> EXERCISE REQUIREMENTS
Rewrite the rows from the line that contains "the form [89,488]." through the last line of the rows, keeping the request lines unchanged and raising every coordinate in the answer points by 38. Leave the numbers in the requests and in their format samples as they are.

Source records:
--- START ---
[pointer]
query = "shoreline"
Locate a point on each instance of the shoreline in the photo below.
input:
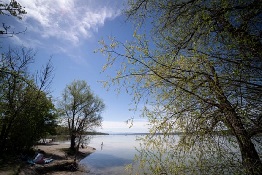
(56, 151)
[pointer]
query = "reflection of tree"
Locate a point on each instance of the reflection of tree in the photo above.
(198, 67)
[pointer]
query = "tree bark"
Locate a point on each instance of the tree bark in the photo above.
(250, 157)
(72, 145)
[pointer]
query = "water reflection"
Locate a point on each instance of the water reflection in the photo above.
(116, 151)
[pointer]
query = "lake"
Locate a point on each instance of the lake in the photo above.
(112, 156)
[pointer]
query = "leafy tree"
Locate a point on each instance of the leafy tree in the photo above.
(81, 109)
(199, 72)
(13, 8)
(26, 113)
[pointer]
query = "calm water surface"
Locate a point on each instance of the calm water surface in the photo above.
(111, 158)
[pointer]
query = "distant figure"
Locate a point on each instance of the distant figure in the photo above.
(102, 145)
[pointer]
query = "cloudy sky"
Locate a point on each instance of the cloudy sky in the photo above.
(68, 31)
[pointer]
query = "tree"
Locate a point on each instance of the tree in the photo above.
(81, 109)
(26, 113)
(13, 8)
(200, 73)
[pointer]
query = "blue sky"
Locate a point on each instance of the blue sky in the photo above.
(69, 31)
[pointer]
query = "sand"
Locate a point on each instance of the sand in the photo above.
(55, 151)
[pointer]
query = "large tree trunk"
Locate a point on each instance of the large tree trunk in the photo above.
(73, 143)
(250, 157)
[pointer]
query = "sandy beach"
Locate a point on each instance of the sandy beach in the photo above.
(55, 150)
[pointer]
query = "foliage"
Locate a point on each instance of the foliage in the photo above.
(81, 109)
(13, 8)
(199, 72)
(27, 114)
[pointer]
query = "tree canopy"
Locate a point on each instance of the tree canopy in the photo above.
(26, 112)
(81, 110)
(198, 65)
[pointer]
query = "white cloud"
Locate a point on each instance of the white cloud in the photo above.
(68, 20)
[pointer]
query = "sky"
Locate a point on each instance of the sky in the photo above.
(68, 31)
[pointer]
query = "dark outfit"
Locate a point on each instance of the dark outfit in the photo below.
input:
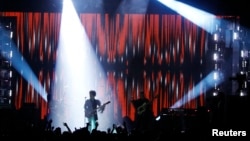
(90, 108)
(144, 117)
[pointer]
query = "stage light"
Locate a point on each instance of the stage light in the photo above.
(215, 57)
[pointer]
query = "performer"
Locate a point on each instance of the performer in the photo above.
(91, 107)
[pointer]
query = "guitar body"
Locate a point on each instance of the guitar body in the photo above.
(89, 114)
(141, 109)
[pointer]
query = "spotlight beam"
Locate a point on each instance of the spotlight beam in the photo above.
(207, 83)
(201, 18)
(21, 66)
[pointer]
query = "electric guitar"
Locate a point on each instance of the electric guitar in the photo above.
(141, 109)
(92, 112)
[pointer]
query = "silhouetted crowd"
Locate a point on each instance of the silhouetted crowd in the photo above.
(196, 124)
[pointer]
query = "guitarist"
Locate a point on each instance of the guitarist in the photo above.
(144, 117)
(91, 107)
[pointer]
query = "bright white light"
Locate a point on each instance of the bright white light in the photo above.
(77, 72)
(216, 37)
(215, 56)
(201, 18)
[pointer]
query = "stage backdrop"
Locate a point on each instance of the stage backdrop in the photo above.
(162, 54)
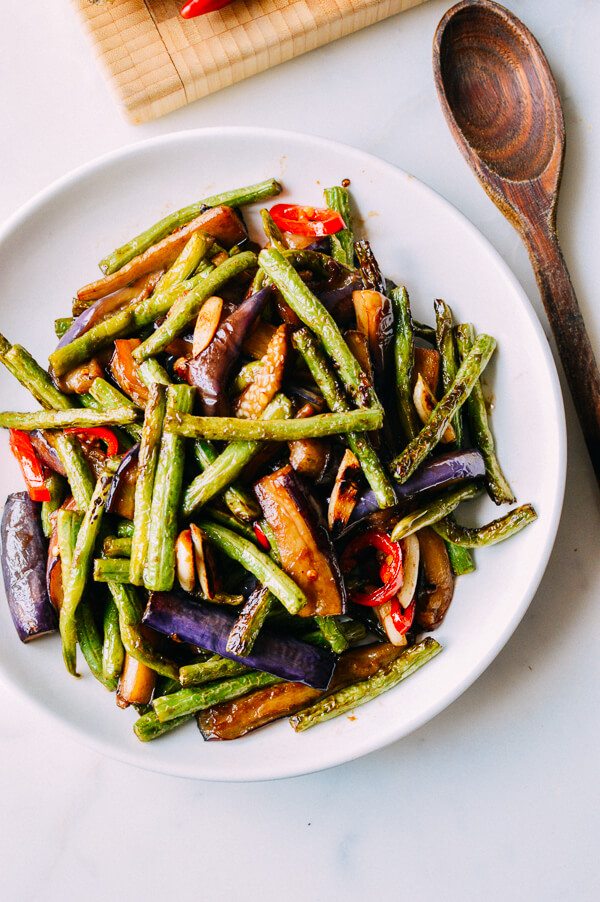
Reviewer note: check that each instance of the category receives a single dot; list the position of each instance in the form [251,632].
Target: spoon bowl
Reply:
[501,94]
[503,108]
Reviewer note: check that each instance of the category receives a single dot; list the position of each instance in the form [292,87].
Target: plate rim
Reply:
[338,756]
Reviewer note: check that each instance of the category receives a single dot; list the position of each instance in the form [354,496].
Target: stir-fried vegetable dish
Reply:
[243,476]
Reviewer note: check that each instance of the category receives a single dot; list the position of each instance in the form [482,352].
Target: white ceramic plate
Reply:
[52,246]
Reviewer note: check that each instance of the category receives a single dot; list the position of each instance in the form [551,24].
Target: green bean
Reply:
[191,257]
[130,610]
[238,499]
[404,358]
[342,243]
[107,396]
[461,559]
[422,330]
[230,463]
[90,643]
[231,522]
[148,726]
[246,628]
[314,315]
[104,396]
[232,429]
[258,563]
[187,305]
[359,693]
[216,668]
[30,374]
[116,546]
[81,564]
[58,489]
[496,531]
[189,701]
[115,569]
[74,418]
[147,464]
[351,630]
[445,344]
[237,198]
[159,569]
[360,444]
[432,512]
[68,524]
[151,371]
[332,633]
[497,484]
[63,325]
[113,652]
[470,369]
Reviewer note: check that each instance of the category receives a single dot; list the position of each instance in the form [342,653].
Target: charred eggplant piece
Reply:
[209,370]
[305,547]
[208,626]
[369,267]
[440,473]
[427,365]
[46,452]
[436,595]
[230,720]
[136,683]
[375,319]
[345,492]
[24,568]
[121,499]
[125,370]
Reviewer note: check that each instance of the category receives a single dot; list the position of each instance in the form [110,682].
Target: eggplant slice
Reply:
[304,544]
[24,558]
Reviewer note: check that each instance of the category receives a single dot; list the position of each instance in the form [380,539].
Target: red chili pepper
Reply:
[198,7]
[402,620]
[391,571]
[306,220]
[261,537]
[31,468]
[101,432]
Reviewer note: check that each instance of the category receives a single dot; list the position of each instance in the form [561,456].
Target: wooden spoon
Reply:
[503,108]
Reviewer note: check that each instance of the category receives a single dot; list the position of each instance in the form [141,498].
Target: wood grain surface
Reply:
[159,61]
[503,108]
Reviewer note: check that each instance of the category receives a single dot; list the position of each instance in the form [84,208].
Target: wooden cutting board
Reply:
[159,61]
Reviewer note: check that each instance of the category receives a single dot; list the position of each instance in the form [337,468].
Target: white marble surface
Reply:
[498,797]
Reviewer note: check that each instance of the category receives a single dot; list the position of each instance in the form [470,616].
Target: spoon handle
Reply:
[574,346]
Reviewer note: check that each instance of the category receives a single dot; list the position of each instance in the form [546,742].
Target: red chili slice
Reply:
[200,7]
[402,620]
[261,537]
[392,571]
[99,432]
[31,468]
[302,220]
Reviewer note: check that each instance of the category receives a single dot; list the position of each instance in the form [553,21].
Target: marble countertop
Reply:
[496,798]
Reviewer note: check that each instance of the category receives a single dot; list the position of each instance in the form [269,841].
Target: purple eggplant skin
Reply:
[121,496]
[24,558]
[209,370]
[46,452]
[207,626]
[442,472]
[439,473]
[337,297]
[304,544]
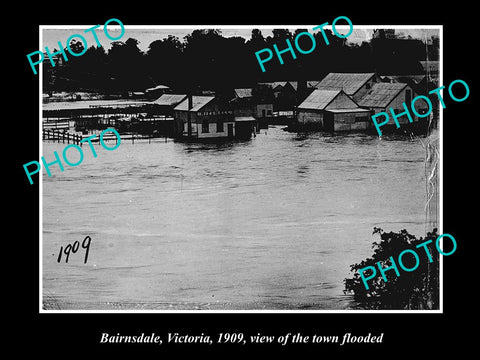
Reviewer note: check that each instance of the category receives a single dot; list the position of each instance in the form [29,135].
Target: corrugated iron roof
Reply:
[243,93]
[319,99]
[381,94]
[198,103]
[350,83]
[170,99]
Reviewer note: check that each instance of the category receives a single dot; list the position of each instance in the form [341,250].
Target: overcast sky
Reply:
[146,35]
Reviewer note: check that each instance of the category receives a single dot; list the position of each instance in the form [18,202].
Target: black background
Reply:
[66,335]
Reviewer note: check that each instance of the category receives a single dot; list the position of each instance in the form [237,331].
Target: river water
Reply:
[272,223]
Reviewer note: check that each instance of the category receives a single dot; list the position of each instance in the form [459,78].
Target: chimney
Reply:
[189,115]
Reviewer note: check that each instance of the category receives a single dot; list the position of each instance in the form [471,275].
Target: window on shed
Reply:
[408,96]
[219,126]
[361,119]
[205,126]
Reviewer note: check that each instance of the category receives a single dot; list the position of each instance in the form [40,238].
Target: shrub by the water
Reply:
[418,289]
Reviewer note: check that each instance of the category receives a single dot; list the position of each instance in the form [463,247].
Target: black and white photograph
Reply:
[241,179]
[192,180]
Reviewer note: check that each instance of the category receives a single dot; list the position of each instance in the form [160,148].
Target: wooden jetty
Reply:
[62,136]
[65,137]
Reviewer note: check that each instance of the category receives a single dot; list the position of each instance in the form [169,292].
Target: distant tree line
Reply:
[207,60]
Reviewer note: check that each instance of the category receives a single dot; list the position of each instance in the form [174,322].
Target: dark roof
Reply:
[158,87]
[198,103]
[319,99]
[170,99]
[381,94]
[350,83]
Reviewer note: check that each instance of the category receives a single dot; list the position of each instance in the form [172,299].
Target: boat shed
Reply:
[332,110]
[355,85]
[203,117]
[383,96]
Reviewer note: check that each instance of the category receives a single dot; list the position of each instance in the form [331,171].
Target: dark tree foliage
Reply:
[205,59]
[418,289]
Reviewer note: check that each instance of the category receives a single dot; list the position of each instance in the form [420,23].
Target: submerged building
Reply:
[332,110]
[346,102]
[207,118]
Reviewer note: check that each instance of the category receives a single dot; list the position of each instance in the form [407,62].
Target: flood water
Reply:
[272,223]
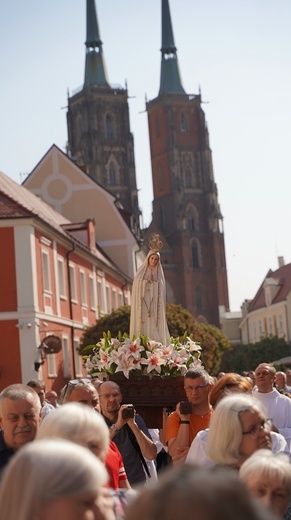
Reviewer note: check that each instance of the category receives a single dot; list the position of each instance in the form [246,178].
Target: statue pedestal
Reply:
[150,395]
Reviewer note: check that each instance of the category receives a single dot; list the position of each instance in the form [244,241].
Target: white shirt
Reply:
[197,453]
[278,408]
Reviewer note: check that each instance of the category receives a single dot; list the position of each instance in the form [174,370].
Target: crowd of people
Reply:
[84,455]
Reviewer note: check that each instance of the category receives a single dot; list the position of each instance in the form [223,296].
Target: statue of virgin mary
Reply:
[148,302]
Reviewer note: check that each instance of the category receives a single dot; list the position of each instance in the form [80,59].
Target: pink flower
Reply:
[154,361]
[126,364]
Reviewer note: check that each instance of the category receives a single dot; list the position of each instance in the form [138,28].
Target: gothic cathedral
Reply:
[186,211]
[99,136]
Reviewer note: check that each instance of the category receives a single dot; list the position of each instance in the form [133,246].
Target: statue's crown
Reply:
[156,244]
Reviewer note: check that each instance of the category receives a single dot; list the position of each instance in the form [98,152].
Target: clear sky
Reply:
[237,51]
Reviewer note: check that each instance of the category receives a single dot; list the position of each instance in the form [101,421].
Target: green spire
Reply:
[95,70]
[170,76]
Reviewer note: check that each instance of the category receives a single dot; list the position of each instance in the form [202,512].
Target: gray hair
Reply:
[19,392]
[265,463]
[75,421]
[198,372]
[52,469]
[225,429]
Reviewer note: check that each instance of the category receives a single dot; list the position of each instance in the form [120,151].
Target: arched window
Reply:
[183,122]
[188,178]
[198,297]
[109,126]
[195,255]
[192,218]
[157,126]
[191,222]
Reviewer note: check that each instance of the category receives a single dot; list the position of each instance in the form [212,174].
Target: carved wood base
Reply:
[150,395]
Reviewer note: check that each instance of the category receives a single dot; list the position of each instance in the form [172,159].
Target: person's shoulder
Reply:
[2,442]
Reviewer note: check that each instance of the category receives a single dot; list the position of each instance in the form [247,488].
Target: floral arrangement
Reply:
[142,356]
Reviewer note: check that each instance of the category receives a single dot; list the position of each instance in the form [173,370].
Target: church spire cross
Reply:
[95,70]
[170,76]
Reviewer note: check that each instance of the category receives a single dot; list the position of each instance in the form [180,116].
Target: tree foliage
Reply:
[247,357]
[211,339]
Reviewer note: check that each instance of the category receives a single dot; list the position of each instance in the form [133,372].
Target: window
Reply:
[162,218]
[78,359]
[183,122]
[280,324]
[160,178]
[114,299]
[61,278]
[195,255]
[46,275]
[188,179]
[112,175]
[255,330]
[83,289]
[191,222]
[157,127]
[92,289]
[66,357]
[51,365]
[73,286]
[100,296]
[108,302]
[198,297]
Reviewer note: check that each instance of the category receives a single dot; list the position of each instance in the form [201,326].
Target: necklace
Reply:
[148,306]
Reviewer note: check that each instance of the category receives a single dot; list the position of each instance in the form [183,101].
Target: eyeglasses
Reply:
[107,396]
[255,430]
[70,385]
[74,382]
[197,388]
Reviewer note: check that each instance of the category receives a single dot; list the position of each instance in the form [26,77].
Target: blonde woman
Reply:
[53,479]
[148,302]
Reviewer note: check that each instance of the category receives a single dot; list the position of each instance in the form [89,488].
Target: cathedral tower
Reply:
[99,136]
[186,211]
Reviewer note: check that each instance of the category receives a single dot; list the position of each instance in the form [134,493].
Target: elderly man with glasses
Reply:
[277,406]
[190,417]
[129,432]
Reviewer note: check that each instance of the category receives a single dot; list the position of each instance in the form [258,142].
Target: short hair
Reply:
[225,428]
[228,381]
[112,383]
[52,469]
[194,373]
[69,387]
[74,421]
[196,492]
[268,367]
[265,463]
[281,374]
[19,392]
--- END ---
> EXERCISE ANSWER
Reviewer note: check that each instance of the category receives a single dot; list the position of each instance in the form [89,488].
Target: cathedral tower
Reply:
[137,174]
[224,249]
Reviewer note: check that each instance of the category receives a single dot; list the position of each instance in the form [134,493].
Target: elderly man with glasses
Reply:
[315,444]
[228,455]
[167,470]
Reviewer note: check that each instance of the category receives a single dot; list the position of each instance in the form [258,142].
Target: short hair
Reply:
[263,466]
[266,419]
[150,421]
[90,507]
[232,411]
[107,425]
[112,459]
[234,530]
[306,405]
[303,501]
[319,412]
[57,430]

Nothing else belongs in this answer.